And it’s funny, because I didn’t think of myself so much as a “writer” when I was working on that dragon story. I didn’t magically become a “writer” when I set it aside and started — and later finished — another dragon story, or when I wrote over twenty-five chapters about wolves. I was just telling the stories that were floating around in my head. Throughout middle school, I scrawled my ideas — character sketches and world outlines and vague ideas for plots — across yellow legal pads. I sat on my bed for hours, letting the story unfold before my eyes. I experimented with point-of-view, with descriptions, with tenses, mostly without even realizing it. I discovered that I liked third-person past tense, but then I found that first-person allowed me to get right inside a character’s head, and present tense was also more immediate.

- _Provided material_
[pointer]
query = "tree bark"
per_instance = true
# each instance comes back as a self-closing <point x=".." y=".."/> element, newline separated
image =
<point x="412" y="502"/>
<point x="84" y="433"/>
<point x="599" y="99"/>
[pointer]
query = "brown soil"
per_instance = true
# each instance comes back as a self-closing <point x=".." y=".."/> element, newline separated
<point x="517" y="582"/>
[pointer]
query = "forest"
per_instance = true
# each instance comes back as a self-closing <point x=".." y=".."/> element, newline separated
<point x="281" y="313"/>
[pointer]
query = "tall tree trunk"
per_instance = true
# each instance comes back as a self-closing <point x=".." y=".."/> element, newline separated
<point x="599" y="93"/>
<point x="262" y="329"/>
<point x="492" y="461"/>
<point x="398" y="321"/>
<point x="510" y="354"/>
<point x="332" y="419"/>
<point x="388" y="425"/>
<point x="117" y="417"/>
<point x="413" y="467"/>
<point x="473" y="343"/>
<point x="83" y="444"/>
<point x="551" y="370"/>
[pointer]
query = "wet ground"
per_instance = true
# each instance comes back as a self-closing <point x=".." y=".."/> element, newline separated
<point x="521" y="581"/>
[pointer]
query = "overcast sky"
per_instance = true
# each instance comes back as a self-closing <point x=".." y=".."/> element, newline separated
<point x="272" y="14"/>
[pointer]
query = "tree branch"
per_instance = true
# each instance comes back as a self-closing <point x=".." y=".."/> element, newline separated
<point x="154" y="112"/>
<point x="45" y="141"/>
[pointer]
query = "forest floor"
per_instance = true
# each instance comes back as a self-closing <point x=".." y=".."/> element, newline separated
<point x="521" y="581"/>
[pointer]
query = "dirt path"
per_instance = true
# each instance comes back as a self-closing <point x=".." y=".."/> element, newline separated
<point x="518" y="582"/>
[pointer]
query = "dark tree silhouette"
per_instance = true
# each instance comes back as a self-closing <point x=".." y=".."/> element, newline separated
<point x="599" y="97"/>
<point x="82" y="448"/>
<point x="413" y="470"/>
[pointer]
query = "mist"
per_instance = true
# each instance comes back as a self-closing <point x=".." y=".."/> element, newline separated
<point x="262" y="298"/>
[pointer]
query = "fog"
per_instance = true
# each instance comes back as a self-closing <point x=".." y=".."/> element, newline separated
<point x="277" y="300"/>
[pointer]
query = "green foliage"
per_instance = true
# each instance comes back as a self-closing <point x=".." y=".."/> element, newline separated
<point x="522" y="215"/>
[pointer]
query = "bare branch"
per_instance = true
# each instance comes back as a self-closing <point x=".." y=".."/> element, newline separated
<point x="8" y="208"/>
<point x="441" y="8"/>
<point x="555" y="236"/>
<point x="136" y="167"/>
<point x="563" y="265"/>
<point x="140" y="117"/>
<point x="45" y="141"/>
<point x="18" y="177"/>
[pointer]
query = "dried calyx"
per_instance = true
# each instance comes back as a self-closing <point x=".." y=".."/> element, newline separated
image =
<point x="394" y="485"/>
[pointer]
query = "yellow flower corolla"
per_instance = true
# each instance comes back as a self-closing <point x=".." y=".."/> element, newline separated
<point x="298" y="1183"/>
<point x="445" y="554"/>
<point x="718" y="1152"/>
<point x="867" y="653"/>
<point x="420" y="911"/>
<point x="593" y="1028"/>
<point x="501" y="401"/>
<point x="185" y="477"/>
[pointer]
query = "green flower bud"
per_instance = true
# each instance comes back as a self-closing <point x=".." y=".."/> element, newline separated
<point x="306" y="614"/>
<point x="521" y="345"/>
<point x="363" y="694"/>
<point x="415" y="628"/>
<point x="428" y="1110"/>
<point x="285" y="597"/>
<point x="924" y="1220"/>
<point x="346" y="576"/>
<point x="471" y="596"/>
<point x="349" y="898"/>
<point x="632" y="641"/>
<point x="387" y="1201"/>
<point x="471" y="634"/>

- _Things to do_
1: In the passage about writing dragon stories, what did the writer use for character sketches and world outlines during middle school?
2: Continue the passage about writing dragon stories from its last sentence.
These lines come from a different source than the passage about writing stories.

- _Your responses_
1: Yellow legal pads.

2:
I started writing stories as birthday presents for my next-door neighbor. When she turned six, I wrote about a pegasus and a unicorn and a magical mountain range. As she got older — and as I gained more experience — my stories became grander. Ancient prophecies and slumbering powers were pulled into play, and my characters were up against odds that they — that I — had never seen the likes of before. But I kept writing, and though I didn’t always have time to polish the stories I wrote for my neighbor, she still enjoyed them. And, for the past couple of years, whenever my birthday rolls around, she comes over with a story for me.
During those middle school years, I didn’t just write prose, either. I wrote book reports, and kept a diary, and had fun with poetry. And, of course, I attended workshops at 826michigan. The workshops are wonderful because they are always short and sweet — the longest one I attended lasted maybe two hours — and, over the years, they managed to cover a huge variety of writing topics. From experimenting with different styles of poetry to learning different ways to outline a story to studying and reinterpreting creation myths to — once — writing and acting in an infomercial, the workshops I attended were never boring and always thoroughly enjoyable. In one, we made signs and went out to protest against nothing at all. In another, we wrote the script for a play that we later performed at 826michigan’s first ever 24-Hour Theater event. And, in yet another, my friend and I donned our Journalism Hats and went out into the world to find article topics for 826’s student-run newspaper, which ended production around 2008.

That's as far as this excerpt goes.